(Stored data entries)
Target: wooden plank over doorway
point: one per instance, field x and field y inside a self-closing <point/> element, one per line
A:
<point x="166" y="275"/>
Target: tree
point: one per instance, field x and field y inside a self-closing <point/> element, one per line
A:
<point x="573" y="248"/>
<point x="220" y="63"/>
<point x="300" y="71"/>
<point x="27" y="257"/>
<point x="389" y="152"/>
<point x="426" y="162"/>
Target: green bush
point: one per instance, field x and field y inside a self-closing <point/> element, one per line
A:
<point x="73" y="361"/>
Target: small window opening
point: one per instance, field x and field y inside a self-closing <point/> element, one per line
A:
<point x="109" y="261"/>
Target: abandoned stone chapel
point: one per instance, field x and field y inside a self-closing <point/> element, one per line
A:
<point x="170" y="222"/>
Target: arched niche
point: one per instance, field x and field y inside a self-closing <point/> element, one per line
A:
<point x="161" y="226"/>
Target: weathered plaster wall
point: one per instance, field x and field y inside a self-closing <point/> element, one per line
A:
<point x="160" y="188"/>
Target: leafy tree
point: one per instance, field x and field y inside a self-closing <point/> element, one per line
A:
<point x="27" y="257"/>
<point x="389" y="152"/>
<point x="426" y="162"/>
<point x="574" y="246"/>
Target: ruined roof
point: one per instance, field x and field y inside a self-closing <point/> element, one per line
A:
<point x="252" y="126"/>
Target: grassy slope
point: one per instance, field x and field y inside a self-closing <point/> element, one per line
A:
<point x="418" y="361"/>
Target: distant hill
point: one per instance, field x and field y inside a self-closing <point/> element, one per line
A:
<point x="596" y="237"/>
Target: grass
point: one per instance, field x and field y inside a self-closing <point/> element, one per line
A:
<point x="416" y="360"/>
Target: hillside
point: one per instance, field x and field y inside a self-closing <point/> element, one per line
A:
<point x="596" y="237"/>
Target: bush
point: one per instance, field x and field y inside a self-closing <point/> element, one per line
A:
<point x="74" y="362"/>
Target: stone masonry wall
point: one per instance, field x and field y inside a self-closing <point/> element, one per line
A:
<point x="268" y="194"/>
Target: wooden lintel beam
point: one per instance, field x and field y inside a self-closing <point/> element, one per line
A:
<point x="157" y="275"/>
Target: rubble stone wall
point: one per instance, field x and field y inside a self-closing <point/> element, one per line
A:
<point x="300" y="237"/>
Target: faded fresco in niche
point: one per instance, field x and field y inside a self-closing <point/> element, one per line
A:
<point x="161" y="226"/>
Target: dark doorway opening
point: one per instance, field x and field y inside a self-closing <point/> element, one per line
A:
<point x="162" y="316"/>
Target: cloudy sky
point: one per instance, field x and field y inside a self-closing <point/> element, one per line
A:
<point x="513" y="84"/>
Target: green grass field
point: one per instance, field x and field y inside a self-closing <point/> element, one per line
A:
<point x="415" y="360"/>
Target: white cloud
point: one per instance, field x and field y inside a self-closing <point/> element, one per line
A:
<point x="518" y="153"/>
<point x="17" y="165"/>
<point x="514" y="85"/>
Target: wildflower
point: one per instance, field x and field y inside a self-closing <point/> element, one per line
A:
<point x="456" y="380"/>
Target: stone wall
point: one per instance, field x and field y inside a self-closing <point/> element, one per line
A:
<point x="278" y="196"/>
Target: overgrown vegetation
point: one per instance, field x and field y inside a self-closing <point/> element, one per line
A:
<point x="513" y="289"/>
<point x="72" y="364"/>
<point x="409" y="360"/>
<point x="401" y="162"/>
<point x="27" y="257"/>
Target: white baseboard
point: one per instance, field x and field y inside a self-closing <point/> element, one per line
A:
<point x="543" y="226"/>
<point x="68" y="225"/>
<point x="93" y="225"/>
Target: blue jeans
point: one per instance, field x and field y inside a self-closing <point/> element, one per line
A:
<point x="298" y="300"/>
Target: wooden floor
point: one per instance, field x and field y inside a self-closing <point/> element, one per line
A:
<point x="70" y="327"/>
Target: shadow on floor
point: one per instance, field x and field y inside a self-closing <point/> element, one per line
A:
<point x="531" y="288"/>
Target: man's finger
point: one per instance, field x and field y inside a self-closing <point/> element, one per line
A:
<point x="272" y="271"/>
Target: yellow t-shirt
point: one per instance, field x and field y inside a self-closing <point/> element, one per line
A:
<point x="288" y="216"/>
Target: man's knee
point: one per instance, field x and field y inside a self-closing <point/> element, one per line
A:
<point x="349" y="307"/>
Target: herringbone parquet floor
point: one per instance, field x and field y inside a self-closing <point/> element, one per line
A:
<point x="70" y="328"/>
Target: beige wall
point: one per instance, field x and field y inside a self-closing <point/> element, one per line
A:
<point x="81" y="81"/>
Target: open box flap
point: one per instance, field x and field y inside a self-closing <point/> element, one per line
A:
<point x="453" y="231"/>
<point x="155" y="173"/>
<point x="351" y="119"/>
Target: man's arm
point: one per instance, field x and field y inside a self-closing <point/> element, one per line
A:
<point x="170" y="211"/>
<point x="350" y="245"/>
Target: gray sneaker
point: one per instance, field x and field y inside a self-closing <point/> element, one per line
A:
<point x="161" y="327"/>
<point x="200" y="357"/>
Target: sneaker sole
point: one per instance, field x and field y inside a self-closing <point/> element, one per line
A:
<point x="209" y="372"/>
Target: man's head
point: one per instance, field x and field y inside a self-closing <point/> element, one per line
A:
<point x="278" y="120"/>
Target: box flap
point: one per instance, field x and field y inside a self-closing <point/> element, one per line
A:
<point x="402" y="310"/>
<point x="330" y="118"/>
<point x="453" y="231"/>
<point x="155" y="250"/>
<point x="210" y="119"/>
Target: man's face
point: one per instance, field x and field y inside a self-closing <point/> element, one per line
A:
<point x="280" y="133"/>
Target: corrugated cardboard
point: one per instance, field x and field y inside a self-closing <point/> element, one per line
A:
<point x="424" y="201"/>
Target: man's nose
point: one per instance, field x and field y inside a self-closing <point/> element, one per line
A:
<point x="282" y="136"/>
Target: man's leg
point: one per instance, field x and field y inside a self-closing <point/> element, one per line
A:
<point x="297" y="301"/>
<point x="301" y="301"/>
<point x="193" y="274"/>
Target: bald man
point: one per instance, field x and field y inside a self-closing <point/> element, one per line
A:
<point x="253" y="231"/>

*Problem to solve*: Top to bottom, the records above must be output exactly.

*Result for this exercise*:
Target: wooden plank over doorway
point: one per instance, field x and field y inside a self-closing <point/> element, one per line
A:
<point x="166" y="275"/>
Target: tree
point: one per instance, field x and field y inside a self-closing <point/> element, one per line
A:
<point x="573" y="248"/>
<point x="220" y="63"/>
<point x="300" y="71"/>
<point x="27" y="257"/>
<point x="389" y="152"/>
<point x="426" y="162"/>
Target: green bush
point: one per instance, field x and field y inside a self-closing <point/> element, one per line
A:
<point x="73" y="361"/>
Target: small window opening
point: one per instance, field x and field y inside a self-closing <point/> element, one per line
A:
<point x="109" y="261"/>
Target: abandoned stone chapel
point: one per instance, field x and field y inside a self-closing <point/> element, one per line
A:
<point x="170" y="222"/>
Target: arched niche
point: one per instance, field x and field y inside a self-closing <point/> element, one per line
A:
<point x="161" y="226"/>
Target: weathered plaster wall
point: one per instance, field x and field y inside a self-closing <point/> element, one per line
A:
<point x="160" y="188"/>
Target: leafy tree
point: one per instance, field x and field y inside a self-closing <point/> element, one per line
A:
<point x="27" y="257"/>
<point x="389" y="152"/>
<point x="426" y="162"/>
<point x="574" y="246"/>
Target: ruined roof
point: one per instance, field x and field y inside a self-closing <point/> element, one per line
A:
<point x="252" y="126"/>
Target: grassy slope
point: one per instance, field x and field y inside a self-closing <point/> element, one per line
A:
<point x="418" y="361"/>
Target: distant hill
point: one per instance, field x and field y inside a self-closing <point/> element, one per line
A:
<point x="596" y="237"/>
Target: grass
point: one per instance, field x and field y inside a self-closing <point/> element, one per line
A:
<point x="416" y="360"/>
Target: hillside
point: one per instance, field x and field y inside a self-closing <point/> element, one per line
A:
<point x="596" y="237"/>
Target: bush
point: one per instance, field x and field y inside a self-closing <point/> element, one per line
A:
<point x="74" y="362"/>
Target: stone masonry wall
point: one per instance, field x and field y inside a self-closing <point/> element, one per line
A:
<point x="268" y="194"/>
Target: wooden lintel beam
point: one per instance, field x and field y inside a self-closing <point/> element, one per line
A:
<point x="157" y="275"/>
Target: rubble stone wall
point: one per instance, field x and field y inside a self-closing <point/> element, one per line
A:
<point x="300" y="237"/>
Target: faded fresco in niche
point: one per instance, field x and field y inside a self-closing <point/> element, one per line
A:
<point x="161" y="226"/>
Target: dark doorway opening
point: one per instance, field x and field y inside a self-closing <point/> element, one per line
A:
<point x="162" y="316"/>
Target: cloudy sky
point: one per instance, field x and field y inside a self-closing <point/> element, one per line
A:
<point x="513" y="84"/>
Target: green grass field
point: one per instance, field x and field y inside a self-closing <point/> element, one per line
A:
<point x="415" y="360"/>
Target: white cloud
point: one per instance, field x and field y inside a self-closing <point/> element, one per line
A:
<point x="518" y="153"/>
<point x="17" y="165"/>
<point x="514" y="85"/>
Target: wildflower
point: one per instance, field x and field y inside a self-closing <point/> element, one per line
A:
<point x="456" y="380"/>
Target: stone wall
point: one per instance, field x and field y inside a self-closing <point/> element, one per line
A:
<point x="278" y="196"/>
Target: overgrown vegetation
point: one per instance, field x and field y inside a self-closing <point/> element, one per line
A:
<point x="513" y="289"/>
<point x="72" y="364"/>
<point x="409" y="360"/>
<point x="401" y="162"/>
<point x="27" y="257"/>
Target: white baseboard
point: one per instance, field x and field y inside a self-closing <point/> element, one per line
A:
<point x="543" y="226"/>
<point x="68" y="225"/>
<point x="93" y="225"/>
Target: blue jeans
point: one per instance, field x and field y inside a self-closing <point/> element, one per line
A:
<point x="298" y="300"/>
Target: wooden floor
point: one per instance, field x and field y inside a self-closing <point/> element, one per line
A:
<point x="70" y="327"/>
Target: shadow on floor
point: one per instance, field x and field y inside a self-closing <point/> element, one per line
A:
<point x="531" y="288"/>
Target: man's finger
point: one per instance, field x and field y inside a self-closing <point/> element, one per line
A:
<point x="272" y="271"/>
Target: yellow t-shirt
point: one per instance, field x and field y inside a self-closing <point/> element, one per line
A:
<point x="288" y="216"/>
Target: man's knee
point: one per instance, field x and field y inside a self-closing <point/> element, one per line
A:
<point x="349" y="307"/>
Target: herringbone parquet floor
point: one per instance, field x and field y inside a self-closing <point/> element, one per line
A:
<point x="70" y="328"/>
Target: beige wall
point: one per instance, field x and field y inside a self-closing <point/> element, one per line
A:
<point x="81" y="81"/>
Target: open box flap
point: one per instance, field x and field y inside a self-closing <point/> element, one per line
A:
<point x="453" y="231"/>
<point x="155" y="173"/>
<point x="351" y="119"/>
Target: man's arm
point: one per instance, field x and field y inside a self-closing <point/> element, one per line
A:
<point x="170" y="211"/>
<point x="350" y="245"/>
Target: gray sneaker
point: one per instance, field x and field y inside a self-closing <point/> element, one per line
A:
<point x="161" y="327"/>
<point x="200" y="357"/>
Target: sneaker sole
point: one per instance, field x and field y inside a self-closing <point/> element, one per line
A:
<point x="209" y="372"/>
Target: man's head
point: one per instance, field x and field y inside a self-closing <point/> element, one per line
A:
<point x="278" y="120"/>
Target: box flap
point: one per instance, field x and field y inside a self-closing <point/> element, one per line
A:
<point x="402" y="310"/>
<point x="330" y="118"/>
<point x="453" y="231"/>
<point x="155" y="250"/>
<point x="210" y="119"/>
Target: man's face
point: one per instance, field x and field y inside a self-closing <point/> element, one per line
A:
<point x="280" y="133"/>
Target: corrugated cardboard
point: one per instance, field x and field y inside a self-closing <point/> element, one per line
A:
<point x="424" y="201"/>
Target: man's nose
point: one per instance, field x and field y inside a self-closing <point/> element, one per line
A:
<point x="282" y="136"/>
Target: man's leg
point: one per instance, field x and field y inside a self-closing <point/> element, one per line
A:
<point x="297" y="301"/>
<point x="301" y="301"/>
<point x="193" y="274"/>
Target: bald man
point: one per instance, field x and field y inside a self-closing <point/> element, one per line
A:
<point x="253" y="231"/>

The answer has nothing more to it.